• _Selected extract_
- Opening Delimiter -

It can be difficult for some children to visit a nursing home.

© iStockphoto.com/Anetta_R

Have you ever seen a positive news story about nursing homes? Unless you live in a town that includes bingo results with the sports scores, it's unlikely. Nursing homes have a bit of a public image problem, and you're much more likely to see stories about skyrocketing costs, negligence and penny-pinching measures that make those entrance fees seem even more exorbitant. One of the most "lighthearted" stories to emerge about nursing homes in recent years involved a Providence, R.I., cat that could sense when residents were about to die. While family members appreciated the advance notice the cat's presence provided, it's hardly the kind of story that makes outsiders feel warm and fuzzy about nursing homes.

It's not just the news, though. Nursing homes are sad, scary places to most of us. They often inspire shame -- potential residents may be embarrassed by impairments or illnesses that render them unable to care for themselves, family members might feel guilty about their inability to take care of a loved one, and even grandchildren along for a visit may be uncomfortable about their youth in the midst of all this aging. It's the last resort, and sometimes, the last stop, in housing options.

- Closing Delimiter -

• _Activities_
(1) According to the nursing-home passage, what kinds of stories about nursing homes are you much more likely to see?
(2) Can you carry the nursing-home passage forward, picking up after its final sentence?
You won't need the entries.

• _Excerpted records_
- Opening Delimiter -

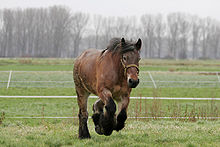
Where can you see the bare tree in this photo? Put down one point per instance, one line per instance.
(215, 40)
(148, 24)
(97, 23)
(196, 33)
(79, 22)
(205, 36)
(160, 28)
(173, 34)
(184, 27)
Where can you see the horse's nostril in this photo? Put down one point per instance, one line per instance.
(130, 81)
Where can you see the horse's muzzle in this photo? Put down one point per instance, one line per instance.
(133, 83)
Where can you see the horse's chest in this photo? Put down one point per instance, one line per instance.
(118, 91)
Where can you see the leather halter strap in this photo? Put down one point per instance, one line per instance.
(128, 66)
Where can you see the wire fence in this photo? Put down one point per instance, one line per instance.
(152, 79)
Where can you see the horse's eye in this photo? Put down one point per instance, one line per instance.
(124, 58)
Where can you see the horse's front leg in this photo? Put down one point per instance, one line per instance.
(107, 118)
(122, 115)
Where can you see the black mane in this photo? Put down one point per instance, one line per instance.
(116, 46)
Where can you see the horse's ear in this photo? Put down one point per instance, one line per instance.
(122, 41)
(138, 44)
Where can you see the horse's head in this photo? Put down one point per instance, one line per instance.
(130, 57)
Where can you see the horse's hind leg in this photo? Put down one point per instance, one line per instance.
(98, 111)
(82, 97)
(107, 118)
(122, 115)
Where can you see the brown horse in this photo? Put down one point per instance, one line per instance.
(110, 74)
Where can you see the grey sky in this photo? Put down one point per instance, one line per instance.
(201, 8)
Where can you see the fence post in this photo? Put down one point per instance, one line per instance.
(218, 76)
(155, 86)
(9, 79)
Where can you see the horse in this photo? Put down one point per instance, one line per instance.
(110, 74)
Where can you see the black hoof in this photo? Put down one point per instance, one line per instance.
(85, 137)
(98, 130)
(121, 118)
(84, 133)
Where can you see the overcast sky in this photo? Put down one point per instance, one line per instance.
(202, 8)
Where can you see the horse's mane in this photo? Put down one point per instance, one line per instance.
(116, 46)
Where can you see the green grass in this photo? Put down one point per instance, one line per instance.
(51, 64)
(136, 133)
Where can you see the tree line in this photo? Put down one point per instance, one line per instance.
(58, 32)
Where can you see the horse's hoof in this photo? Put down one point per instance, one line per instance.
(98, 130)
(87, 136)
(108, 133)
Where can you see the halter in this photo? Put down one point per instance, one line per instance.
(128, 66)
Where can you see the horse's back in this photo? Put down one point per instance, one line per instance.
(85, 68)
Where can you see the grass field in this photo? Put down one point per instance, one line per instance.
(138, 132)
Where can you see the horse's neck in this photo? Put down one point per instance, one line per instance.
(118, 67)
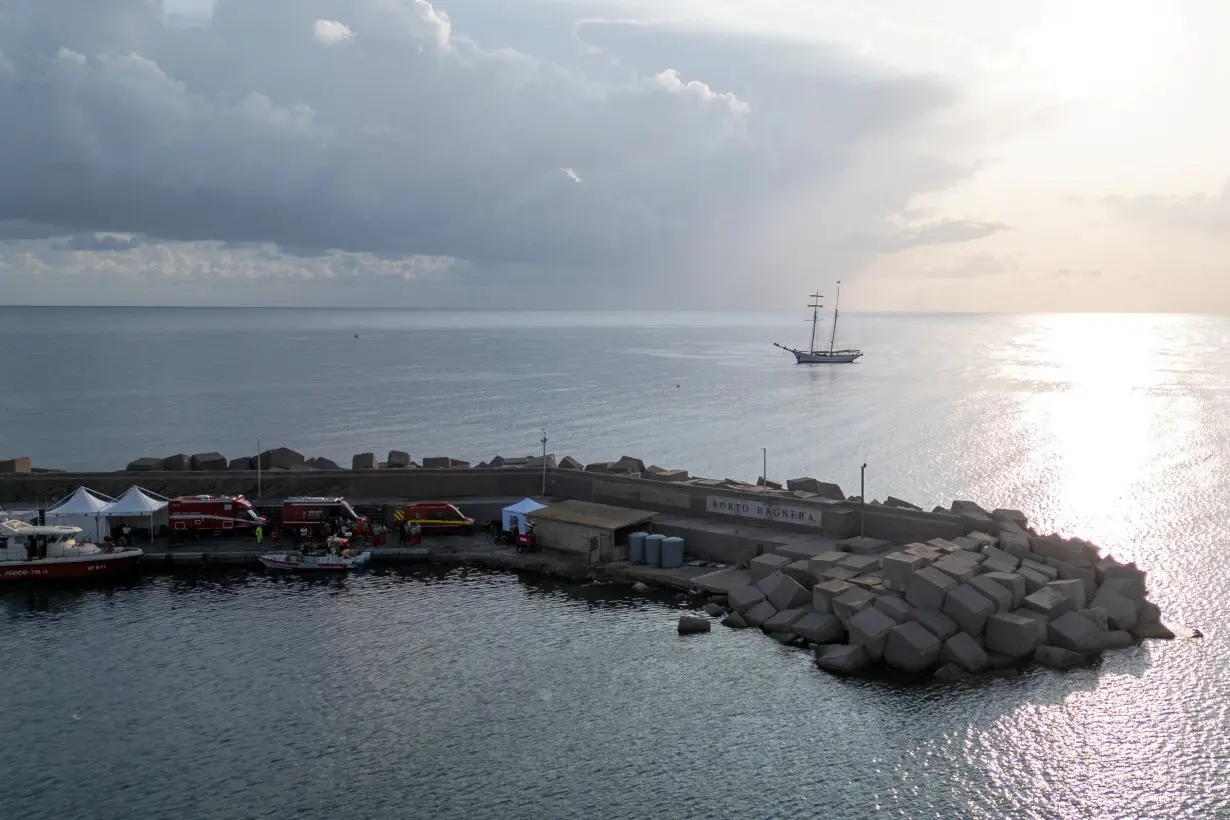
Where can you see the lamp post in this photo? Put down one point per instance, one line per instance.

- Closing Delimiter -

• _Answers to the exercise_
(1)
- Skyrocketing costs
- Negligence
- Penny-pinching measures

(2)
­Shameful feelings about nursing homes were quite normal in their early days in the United States; in fact, state governments stigmatized the early poor farms and almshouses that were prototype nursing homes at the turn of the 20th century so that people would be too embarrassed to use them. By the 1950s, the country was more willing to care for the elderly because nursing homes were modeled after hospitals, making them more of a health issue as opposed to a welfare issue. Unfortunately, it wasn't until the 1980s that the government realized what poor shape some of these homes were in and began to institute reforms that improved the quality of care residents received. That revolution in care continues to this day in the form of the culture change movement, which aims to transform the way that nursing home patients are treated.

We'll address culture change later on in this article, but for now, let's deal with some basics about nursing homes. On the next page, we'll take a look at what exactly a nursing home is and who lives there.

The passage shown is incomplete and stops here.